(Entrées enregistrées)
------------------------------------

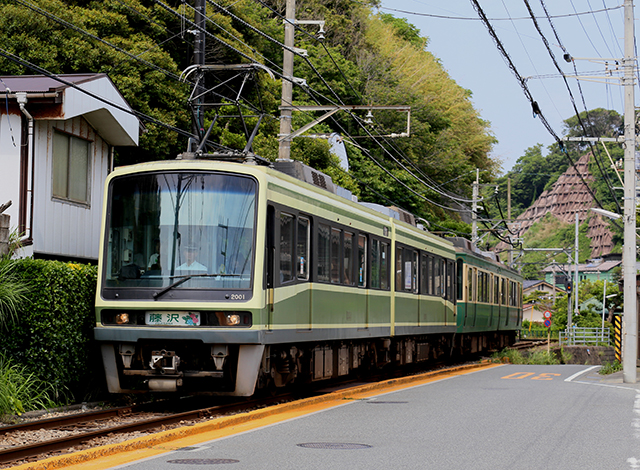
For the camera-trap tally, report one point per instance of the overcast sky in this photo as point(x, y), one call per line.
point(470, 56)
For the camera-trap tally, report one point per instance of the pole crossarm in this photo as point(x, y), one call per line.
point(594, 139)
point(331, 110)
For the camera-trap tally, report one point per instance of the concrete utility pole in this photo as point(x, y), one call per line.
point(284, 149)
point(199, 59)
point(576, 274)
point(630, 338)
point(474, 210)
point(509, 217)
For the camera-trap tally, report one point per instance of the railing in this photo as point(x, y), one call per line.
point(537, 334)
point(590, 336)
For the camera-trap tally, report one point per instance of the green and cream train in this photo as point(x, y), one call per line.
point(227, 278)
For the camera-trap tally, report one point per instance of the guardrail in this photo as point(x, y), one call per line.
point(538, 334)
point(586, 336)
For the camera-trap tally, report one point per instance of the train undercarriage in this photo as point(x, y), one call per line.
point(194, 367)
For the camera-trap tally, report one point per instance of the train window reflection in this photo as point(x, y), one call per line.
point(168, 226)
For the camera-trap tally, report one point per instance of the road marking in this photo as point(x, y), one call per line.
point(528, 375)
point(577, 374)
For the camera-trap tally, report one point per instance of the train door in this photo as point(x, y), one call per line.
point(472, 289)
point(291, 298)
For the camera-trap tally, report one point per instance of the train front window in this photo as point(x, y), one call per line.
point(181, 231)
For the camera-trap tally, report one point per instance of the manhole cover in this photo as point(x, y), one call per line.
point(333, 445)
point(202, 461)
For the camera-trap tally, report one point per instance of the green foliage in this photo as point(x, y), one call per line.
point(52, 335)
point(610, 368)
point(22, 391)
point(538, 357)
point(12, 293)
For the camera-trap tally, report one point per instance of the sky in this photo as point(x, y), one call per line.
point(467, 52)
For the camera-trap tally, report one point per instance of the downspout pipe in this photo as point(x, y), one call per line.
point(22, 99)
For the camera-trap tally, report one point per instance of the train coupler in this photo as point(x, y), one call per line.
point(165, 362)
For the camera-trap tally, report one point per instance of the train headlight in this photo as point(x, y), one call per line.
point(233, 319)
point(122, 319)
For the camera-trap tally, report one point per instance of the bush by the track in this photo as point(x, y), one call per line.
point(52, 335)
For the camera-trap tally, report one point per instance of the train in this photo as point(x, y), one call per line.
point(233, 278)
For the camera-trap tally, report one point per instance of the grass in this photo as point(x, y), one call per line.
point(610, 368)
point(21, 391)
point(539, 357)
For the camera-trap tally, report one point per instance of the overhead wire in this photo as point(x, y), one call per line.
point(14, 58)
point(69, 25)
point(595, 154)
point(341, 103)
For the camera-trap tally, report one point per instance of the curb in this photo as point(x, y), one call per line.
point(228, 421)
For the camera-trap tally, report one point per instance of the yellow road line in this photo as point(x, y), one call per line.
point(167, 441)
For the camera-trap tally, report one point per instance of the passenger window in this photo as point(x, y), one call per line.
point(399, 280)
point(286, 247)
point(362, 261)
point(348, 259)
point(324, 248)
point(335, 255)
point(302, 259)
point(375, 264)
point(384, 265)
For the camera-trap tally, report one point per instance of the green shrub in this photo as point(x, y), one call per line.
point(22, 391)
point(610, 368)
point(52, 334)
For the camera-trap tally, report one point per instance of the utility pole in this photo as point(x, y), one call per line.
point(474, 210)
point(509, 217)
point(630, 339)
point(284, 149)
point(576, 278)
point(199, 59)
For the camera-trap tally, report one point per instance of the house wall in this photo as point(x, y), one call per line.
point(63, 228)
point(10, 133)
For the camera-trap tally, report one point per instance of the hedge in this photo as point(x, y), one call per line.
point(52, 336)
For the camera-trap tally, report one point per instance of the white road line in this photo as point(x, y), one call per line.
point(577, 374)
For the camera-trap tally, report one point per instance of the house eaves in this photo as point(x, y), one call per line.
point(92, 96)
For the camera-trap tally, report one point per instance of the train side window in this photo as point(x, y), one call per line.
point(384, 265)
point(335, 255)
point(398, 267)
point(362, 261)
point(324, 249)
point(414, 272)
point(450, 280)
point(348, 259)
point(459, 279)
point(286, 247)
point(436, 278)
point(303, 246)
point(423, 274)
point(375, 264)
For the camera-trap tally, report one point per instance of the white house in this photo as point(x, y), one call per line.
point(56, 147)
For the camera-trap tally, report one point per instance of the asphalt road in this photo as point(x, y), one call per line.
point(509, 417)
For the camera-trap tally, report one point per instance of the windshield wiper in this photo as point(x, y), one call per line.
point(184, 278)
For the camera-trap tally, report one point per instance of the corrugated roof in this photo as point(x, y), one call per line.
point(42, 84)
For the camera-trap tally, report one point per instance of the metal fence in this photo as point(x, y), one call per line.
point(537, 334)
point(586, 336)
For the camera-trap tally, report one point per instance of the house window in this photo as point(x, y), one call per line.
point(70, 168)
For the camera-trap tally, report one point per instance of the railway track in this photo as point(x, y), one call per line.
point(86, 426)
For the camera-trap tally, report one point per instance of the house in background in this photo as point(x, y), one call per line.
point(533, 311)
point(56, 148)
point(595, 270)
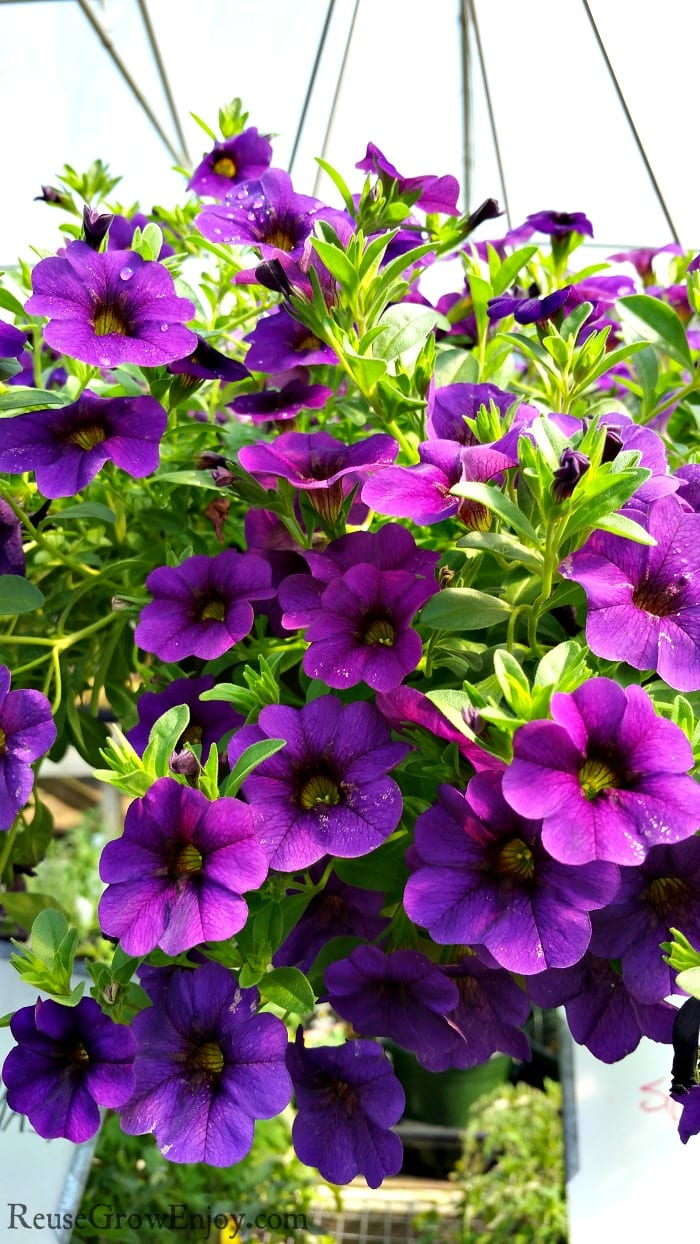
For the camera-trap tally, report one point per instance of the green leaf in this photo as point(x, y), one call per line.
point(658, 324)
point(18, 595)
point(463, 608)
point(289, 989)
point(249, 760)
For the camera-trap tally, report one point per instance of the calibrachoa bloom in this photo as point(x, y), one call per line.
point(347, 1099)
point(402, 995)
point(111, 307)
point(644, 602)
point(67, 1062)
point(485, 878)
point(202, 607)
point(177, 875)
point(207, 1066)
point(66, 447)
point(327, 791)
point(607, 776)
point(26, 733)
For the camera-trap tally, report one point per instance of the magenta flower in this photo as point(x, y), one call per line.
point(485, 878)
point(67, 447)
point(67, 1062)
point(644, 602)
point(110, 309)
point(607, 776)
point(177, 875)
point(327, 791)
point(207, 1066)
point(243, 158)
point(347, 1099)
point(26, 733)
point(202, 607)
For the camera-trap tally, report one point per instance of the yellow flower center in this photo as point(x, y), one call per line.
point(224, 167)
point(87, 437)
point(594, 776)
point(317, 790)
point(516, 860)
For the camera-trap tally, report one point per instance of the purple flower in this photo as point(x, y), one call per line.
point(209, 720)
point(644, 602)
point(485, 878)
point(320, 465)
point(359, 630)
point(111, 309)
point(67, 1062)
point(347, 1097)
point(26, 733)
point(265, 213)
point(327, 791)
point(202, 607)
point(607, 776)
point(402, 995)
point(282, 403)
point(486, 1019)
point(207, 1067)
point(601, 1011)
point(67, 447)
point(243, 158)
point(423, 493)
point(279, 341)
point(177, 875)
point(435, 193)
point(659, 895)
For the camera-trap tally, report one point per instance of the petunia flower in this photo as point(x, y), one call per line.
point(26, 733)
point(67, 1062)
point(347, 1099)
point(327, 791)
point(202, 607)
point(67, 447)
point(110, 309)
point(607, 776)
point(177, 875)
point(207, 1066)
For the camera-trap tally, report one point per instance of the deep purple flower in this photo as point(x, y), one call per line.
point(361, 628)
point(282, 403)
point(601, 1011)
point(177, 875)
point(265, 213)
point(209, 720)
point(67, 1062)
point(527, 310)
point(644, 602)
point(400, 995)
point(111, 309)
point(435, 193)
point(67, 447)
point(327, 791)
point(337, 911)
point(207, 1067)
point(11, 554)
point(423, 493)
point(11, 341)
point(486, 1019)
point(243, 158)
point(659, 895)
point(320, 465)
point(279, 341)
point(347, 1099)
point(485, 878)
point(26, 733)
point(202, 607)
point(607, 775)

------------------------------------

Présente tous les enregistrements ci-dessus sous forme de tableau Markdown à deux colonnes, « Numéro » et « Ligne », en sautant les lignes vides. Laisse les images de côté.

| Numéro | Ligne |
|---|---|
| 1 | For the camera-trap tally, report one point per instance of the overcast sky in this photo as point(x, y), one call per line. |
| 2 | point(470, 56) |
| 3 | For the camera-trap tally, report one point per instance of the pole crossarm in this photo as point(x, y), one call per line. |
| 4 | point(594, 139) |
| 5 | point(331, 110) |
| 6 | For the camera-trap tally, report one point per instance of the concrete utility pole in this photo as point(x, y), one call per line. |
| 7 | point(284, 149) |
| 8 | point(199, 59) |
| 9 | point(576, 274) |
| 10 | point(630, 338) |
| 11 | point(474, 210) |
| 12 | point(509, 217) |
| 13 | For the camera-trap tally, report one point per instance of the railing in this photo as point(x, y), one call per line. |
| 14 | point(537, 334) |
| 15 | point(590, 336) |
| 16 | For the camera-trap tally, report one point per instance of the green and cream train in this photo as point(x, y), one call per line. |
| 17 | point(227, 278) |
| 18 | For the camera-trap tally, report one point per instance of the guardrail in this photo as point(x, y), one call per line. |
| 19 | point(538, 334) |
| 20 | point(586, 336) |
| 21 | For the camera-trap tally, report one point per instance of the train undercarriage in this photo as point(x, y), one call per line. |
| 22 | point(194, 367) |
| 23 | For the camera-trap tally, report one point per instance of the train window reflection in this photo as point(x, y), one call per line. |
| 24 | point(168, 226) |
| 25 | For the camera-trap tally, report one point per instance of the road marking in this photo as point(x, y), one call per line. |
| 26 | point(528, 375) |
| 27 | point(577, 374) |
| 28 | For the camera-trap tally, report one point per instance of the train door in this photo as point(x, y), one call per line. |
| 29 | point(472, 289) |
| 30 | point(291, 298) |
| 31 | For the camera-trap tally, report one point per instance of the train front window in this photo as point(x, y), one call per line. |
| 32 | point(181, 231) |
| 33 | For the camera-trap tally, report one point per instance of the manhole cover in this photo as point(x, y), one call per line. |
| 34 | point(333, 445) |
| 35 | point(202, 461) |
| 36 | For the camera-trap tally, report one point per instance of the green foliage in this photo as point(x, y), one call per line. |
| 37 | point(52, 335) |
| 38 | point(610, 368) |
| 39 | point(22, 391) |
| 40 | point(538, 357) |
| 41 | point(12, 293) |
| 42 | For the camera-trap tally, report one point per instance of the sky in this photo as point(x, y), one call per line. |
| 43 | point(467, 52) |
| 44 | For the camera-trap tally, report one point per instance of the downspout pipe in this photo as point(x, y), one call per line. |
| 45 | point(22, 99) |
| 46 | For the camera-trap tally, report one point per instance of the train coupler in this photo as point(x, y), one call per line. |
| 47 | point(165, 362) |
| 48 | For the camera-trap tally, report one point per instance of the train headlight in this photo as point(x, y), one call per line. |
| 49 | point(233, 319) |
| 50 | point(122, 319) |
| 51 | For the camera-trap tally, report one point per instance of the bush by the track in this photo as point(x, y), one call per line. |
| 52 | point(52, 335) |
| 53 | For the camera-trap tally, report one point per instance of the train in this photo as point(x, y), one call per line. |
| 54 | point(233, 278) |
| 55 | For the camera-trap tally, report one point per instance of the grass in this photo as point(x, y), one call per line. |
| 56 | point(610, 368) |
| 57 | point(21, 391) |
| 58 | point(539, 357) |
| 59 | For the camera-trap tally, report one point per instance of the overhead wire in this photo as point(x, y), one call per line. |
| 60 | point(14, 58) |
| 61 | point(69, 25) |
| 62 | point(595, 154) |
| 63 | point(341, 103) |
| 64 | For the camera-trap tally, report one point per instance of the curb in this photo as point(x, y), one call per line. |
| 65 | point(228, 421) |
| 66 | For the camera-trap tally, report one point per instance of the yellow road line in this photo as point(x, y), one call per line. |
| 67 | point(167, 441) |
| 68 | For the camera-trap tally, report one point per instance of the passenger window in this photo as point(x, y), one call per line. |
| 69 | point(399, 280) |
| 70 | point(286, 247) |
| 71 | point(362, 261) |
| 72 | point(348, 259) |
| 73 | point(324, 248) |
| 74 | point(335, 255) |
| 75 | point(302, 259) |
| 76 | point(375, 264) |
| 77 | point(384, 265) |
| 78 | For the camera-trap tally, report one point per instance of the green shrub in this photo as point(x, y), one call per line. |
| 79 | point(22, 391) |
| 80 | point(610, 368) |
| 81 | point(52, 334) |
| 82 | For the camera-trap tally, report one point per instance of the utility pole in this photo as point(x, y), one call per line. |
| 83 | point(474, 210) |
| 84 | point(509, 217) |
| 85 | point(630, 339) |
| 86 | point(284, 149) |
| 87 | point(576, 278) |
| 88 | point(199, 59) |
| 89 | For the camera-trap tally, report one point per instance of the house wall in this photo as point(x, y), one call per line. |
| 90 | point(63, 228) |
| 91 | point(10, 133) |
| 92 | For the camera-trap tally, report one point per instance of the hedge in this photo as point(x, y), one call per line. |
| 93 | point(52, 336) |
| 94 | For the camera-trap tally, report one point per instance of the white road line in this photo as point(x, y), one call per line. |
| 95 | point(577, 374) |
| 96 | For the camera-trap tally, report one point per instance of the house eaves in this photo as point(x, y), one call per line. |
| 97 | point(92, 96) |
| 98 | For the camera-trap tally, report one point per instance of the train side window in this photo as point(x, y), one call per line. |
| 99 | point(384, 265) |
| 100 | point(335, 255) |
| 101 | point(398, 267) |
| 102 | point(362, 261) |
| 103 | point(324, 249) |
| 104 | point(414, 272) |
| 105 | point(450, 280) |
| 106 | point(348, 259) |
| 107 | point(459, 279) |
| 108 | point(286, 247) |
| 109 | point(436, 278) |
| 110 | point(303, 246) |
| 111 | point(423, 274) |
| 112 | point(375, 264) |
| 113 | For the camera-trap tally, report one point per instance of the white house in this photo as point(x, y), one call per line. |
| 114 | point(56, 147) |
| 115 | For the camera-trap tally, report one point per instance of the asphalt road in this photo as point(x, y), one call per line. |
| 116 | point(509, 417) |
| 117 | For the camera-trap tally, report one point per instance of the windshield wiper in this photo as point(x, y), one call per line. |
| 118 | point(184, 278) |
| 119 | For the camera-trap tally, report one point per instance of the corrugated roof in this photo as point(x, y), one call per line. |
| 120 | point(42, 84) |
| 121 | For the camera-trap tally, report one point per instance of the metal fence in this photo as point(x, y), one call per line. |
| 122 | point(537, 334) |
| 123 | point(586, 336) |
| 124 | For the camera-trap tally, report one point per instance of the house window in this photo as point(x, y), one call per line. |
| 125 | point(70, 168) |
| 126 | For the camera-trap tally, report one point per instance of the railway track in this photo as point(x, y), one call per line. |
| 127 | point(86, 426) |
| 128 | For the camera-trap tally, report one point per instance of the house in background in this photo as point(x, y), one call per line. |
| 129 | point(533, 311) |
| 130 | point(56, 148) |
| 131 | point(595, 270) |
| 132 | For the camera-trap tally, report one point per instance of the green leaf in this photo as point(x, y), one call per line. |
| 133 | point(658, 324) |
| 134 | point(18, 595) |
| 135 | point(463, 608) |
| 136 | point(289, 989) |
| 137 | point(249, 760) |
| 138 | For the camera-trap tally, report one point per instance of the calibrachoa bloom in this photo as point(x, y), one call per line. |
| 139 | point(347, 1099) |
| 140 | point(402, 995) |
| 141 | point(111, 307) |
| 142 | point(644, 602) |
| 143 | point(67, 1062) |
| 144 | point(485, 878) |
| 145 | point(202, 607) |
| 146 | point(177, 875) |
| 147 | point(207, 1066) |
| 148 | point(66, 447) |
| 149 | point(327, 791) |
| 150 | point(607, 776) |
| 151 | point(26, 733) |
| 152 | For the camera-trap tally, report one point per instance of the magenta flower in this photo as point(x, y), one call per line. |
| 153 | point(485, 878) |
| 154 | point(67, 447) |
| 155 | point(67, 1062) |
| 156 | point(644, 602) |
| 157 | point(110, 309) |
| 158 | point(607, 776) |
| 159 | point(177, 875) |
| 160 | point(327, 791) |
| 161 | point(207, 1066) |
| 162 | point(243, 158) |
| 163 | point(347, 1099) |
| 164 | point(26, 733) |
| 165 | point(202, 607) |
| 166 | For the camera-trap tally, report one point per instance of the yellow flower center in this photo as point(x, y), one call per line. |
| 167 | point(224, 167) |
| 168 | point(87, 437) |
| 169 | point(594, 776) |
| 170 | point(317, 790) |
| 171 | point(516, 860) |
| 172 | For the camera-trap tally, report one point per instance of the purple flower in this photo as point(x, y), one call per line. |
| 173 | point(209, 720) |
| 174 | point(644, 602) |
| 175 | point(485, 878) |
| 176 | point(320, 465) |
| 177 | point(359, 630) |
| 178 | point(111, 309) |
| 179 | point(67, 1062) |
| 180 | point(347, 1097) |
| 181 | point(26, 733) |
| 182 | point(265, 213) |
| 183 | point(327, 791) |
| 184 | point(202, 607) |
| 185 | point(607, 776) |
| 186 | point(402, 995) |
| 187 | point(282, 403) |
| 188 | point(486, 1019) |
| 189 | point(207, 1067) |
| 190 | point(601, 1011) |
| 191 | point(67, 447) |
| 192 | point(243, 158) |
| 193 | point(423, 493) |
| 194 | point(279, 341) |
| 195 | point(177, 875) |
| 196 | point(435, 193) |
| 197 | point(659, 895) |
| 198 | For the camera-trap tally, report one point per instance of the petunia flower in this photo as point(x, y), one call per line. |
| 199 | point(26, 733) |
| 200 | point(67, 1062) |
| 201 | point(347, 1099) |
| 202 | point(327, 791) |
| 203 | point(202, 607) |
| 204 | point(67, 447) |
| 205 | point(110, 309) |
| 206 | point(607, 776) |
| 207 | point(177, 875) |
| 208 | point(207, 1066) |
| 209 | For the camera-trap tally, report one point per instance of the deep purple flower in this photo as point(x, y), one call per line. |
| 210 | point(361, 628) |
| 211 | point(282, 403) |
| 212 | point(601, 1011) |
| 213 | point(177, 875) |
| 214 | point(265, 213) |
| 215 | point(209, 720) |
| 216 | point(67, 1062) |
| 217 | point(527, 310) |
| 218 | point(644, 602) |
| 219 | point(400, 995) |
| 220 | point(111, 309) |
| 221 | point(435, 193) |
| 222 | point(67, 447) |
| 223 | point(327, 791) |
| 224 | point(337, 911) |
| 225 | point(207, 1067) |
| 226 | point(11, 554) |
| 227 | point(423, 493) |
| 228 | point(11, 341) |
| 229 | point(486, 1019) |
| 230 | point(243, 158) |
| 231 | point(659, 895) |
| 232 | point(320, 465) |
| 233 | point(279, 341) |
| 234 | point(347, 1099) |
| 235 | point(485, 878) |
| 236 | point(26, 733) |
| 237 | point(202, 607) |
| 238 | point(607, 775) |